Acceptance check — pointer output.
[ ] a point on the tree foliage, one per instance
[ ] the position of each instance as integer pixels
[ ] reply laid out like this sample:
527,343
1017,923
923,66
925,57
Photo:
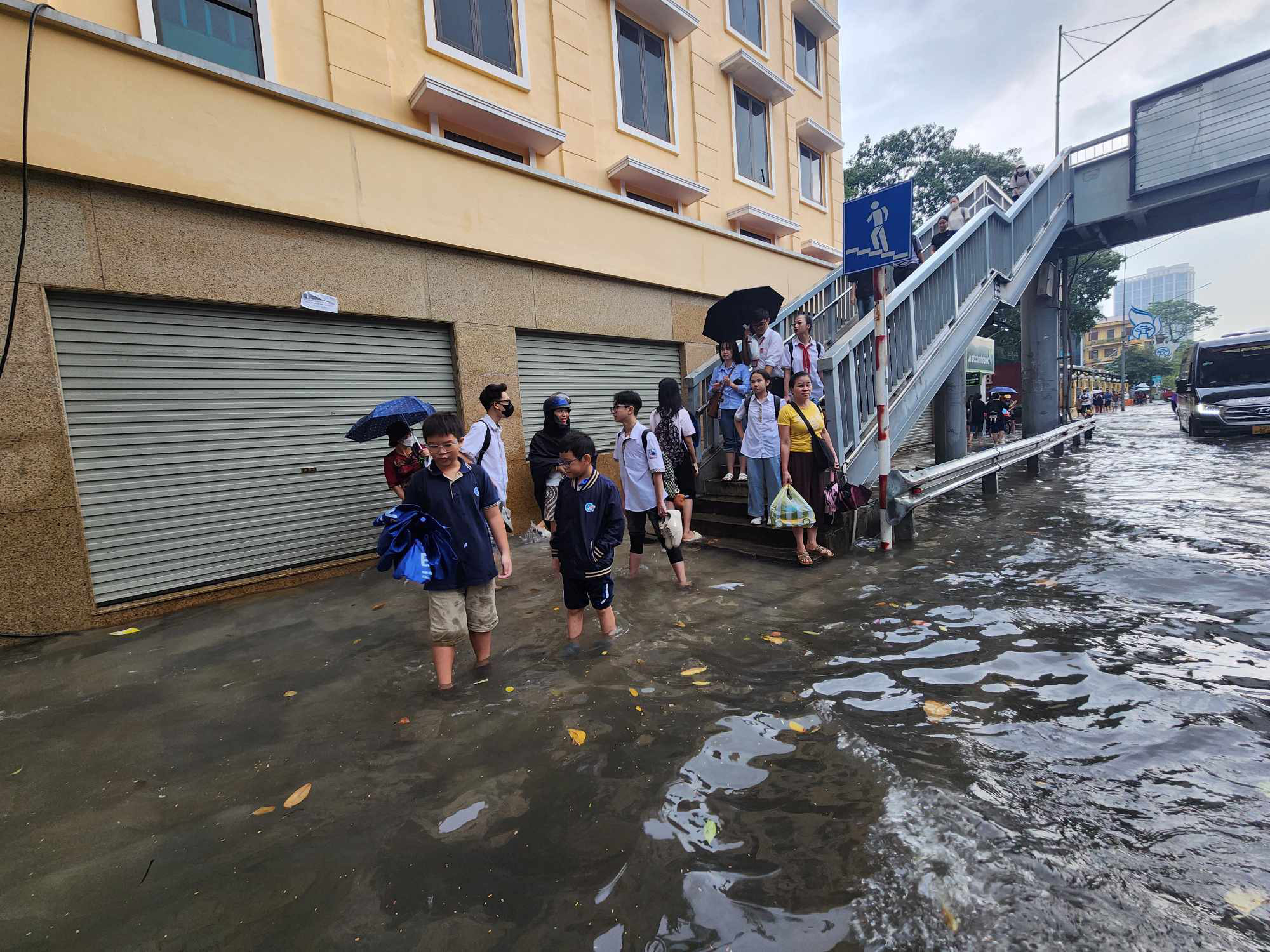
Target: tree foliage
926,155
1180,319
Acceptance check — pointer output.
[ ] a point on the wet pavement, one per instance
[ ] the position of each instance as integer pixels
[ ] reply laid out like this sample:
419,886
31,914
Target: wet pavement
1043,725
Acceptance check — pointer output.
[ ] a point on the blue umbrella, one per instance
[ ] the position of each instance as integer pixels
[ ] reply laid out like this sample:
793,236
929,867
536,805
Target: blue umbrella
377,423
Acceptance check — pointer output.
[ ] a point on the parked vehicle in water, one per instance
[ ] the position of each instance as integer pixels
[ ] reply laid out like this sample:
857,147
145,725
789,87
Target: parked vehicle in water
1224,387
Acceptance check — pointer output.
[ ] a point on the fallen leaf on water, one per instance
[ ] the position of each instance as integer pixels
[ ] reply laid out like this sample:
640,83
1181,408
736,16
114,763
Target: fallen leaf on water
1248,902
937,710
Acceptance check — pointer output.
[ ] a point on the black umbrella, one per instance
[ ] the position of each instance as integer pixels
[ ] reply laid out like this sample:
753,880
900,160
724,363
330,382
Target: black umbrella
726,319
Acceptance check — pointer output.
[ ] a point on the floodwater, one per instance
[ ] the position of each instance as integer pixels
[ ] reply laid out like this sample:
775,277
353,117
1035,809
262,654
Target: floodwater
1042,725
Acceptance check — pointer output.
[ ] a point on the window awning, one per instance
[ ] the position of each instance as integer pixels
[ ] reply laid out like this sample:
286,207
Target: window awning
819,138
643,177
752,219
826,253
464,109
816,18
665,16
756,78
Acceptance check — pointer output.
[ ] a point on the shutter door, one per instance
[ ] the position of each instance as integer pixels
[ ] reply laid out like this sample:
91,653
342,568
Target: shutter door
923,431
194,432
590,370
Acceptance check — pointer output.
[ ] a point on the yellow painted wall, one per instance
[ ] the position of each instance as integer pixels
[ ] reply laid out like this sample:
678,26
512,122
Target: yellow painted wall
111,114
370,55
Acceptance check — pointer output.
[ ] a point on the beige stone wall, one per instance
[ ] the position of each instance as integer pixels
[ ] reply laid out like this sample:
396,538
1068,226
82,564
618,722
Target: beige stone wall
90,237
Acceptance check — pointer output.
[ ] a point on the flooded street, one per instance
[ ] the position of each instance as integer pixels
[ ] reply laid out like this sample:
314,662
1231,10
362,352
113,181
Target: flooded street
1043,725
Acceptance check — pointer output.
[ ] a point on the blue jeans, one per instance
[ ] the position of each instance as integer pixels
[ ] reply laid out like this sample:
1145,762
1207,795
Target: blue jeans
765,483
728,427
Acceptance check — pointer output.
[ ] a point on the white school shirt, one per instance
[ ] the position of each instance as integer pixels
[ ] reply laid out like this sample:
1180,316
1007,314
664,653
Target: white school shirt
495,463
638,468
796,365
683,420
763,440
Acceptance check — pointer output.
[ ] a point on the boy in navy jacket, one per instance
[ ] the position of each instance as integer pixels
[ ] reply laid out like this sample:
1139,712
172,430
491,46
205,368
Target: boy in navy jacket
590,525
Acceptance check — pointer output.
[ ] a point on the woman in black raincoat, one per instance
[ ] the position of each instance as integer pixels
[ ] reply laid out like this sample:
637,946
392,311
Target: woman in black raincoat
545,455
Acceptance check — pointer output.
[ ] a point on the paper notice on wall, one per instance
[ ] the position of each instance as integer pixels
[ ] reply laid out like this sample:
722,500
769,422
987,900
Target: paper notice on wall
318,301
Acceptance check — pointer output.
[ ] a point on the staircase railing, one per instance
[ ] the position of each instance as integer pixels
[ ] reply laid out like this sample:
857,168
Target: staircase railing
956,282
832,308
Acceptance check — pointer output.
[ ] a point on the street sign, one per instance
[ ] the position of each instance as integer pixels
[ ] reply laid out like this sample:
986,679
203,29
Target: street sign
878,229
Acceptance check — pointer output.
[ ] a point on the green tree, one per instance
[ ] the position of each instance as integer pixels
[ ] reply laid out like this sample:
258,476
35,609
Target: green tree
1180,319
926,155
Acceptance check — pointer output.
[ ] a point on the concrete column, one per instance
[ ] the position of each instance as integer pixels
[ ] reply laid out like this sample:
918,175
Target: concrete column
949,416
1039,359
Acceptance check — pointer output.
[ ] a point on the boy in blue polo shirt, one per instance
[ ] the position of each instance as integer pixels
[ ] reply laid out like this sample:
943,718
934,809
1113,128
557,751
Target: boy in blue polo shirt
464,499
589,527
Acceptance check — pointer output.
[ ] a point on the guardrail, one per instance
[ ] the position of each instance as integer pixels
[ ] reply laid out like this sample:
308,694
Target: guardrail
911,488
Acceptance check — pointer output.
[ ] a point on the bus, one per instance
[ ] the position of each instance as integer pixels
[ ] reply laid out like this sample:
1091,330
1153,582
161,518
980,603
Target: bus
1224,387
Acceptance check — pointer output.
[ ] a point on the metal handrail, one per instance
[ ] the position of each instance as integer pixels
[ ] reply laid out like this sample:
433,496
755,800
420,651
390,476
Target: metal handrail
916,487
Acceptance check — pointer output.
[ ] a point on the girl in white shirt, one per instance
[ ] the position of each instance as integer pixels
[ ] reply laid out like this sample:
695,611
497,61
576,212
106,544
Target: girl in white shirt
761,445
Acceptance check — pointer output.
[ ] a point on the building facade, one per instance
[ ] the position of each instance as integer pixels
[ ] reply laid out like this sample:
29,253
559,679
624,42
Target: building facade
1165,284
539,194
##########
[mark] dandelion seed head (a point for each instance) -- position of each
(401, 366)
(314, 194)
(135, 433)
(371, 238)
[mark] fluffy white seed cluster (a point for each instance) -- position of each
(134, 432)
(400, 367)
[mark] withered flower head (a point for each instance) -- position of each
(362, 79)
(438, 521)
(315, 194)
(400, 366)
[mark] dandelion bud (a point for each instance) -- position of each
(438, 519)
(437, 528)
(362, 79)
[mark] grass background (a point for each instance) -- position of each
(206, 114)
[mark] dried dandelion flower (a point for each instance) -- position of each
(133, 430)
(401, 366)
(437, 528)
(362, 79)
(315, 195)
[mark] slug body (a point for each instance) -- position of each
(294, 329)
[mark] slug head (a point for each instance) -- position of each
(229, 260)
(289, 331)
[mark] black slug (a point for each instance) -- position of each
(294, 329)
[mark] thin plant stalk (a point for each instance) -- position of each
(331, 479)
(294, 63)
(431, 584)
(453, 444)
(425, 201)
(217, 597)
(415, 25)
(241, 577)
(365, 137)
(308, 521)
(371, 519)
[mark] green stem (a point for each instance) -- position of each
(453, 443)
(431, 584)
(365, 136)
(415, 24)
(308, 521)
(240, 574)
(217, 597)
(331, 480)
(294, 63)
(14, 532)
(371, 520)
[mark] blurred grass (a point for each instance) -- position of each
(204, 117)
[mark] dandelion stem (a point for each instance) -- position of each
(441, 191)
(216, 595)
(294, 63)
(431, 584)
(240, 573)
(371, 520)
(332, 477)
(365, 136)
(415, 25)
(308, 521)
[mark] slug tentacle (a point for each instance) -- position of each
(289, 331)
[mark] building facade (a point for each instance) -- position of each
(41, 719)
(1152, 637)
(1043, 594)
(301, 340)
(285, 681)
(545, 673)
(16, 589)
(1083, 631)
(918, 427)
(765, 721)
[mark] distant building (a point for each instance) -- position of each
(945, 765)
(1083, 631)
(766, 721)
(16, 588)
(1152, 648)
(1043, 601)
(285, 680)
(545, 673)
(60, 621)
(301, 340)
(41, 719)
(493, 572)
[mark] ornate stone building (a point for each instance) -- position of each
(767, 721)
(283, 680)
##########
--- Short task ---
Find every line in the data above that contains the word "raincoat" and copy each one out in full.

--- Result of the task ---
[ ] a point on the woman in black raincoat, one per instance
Target: woman in black raincoat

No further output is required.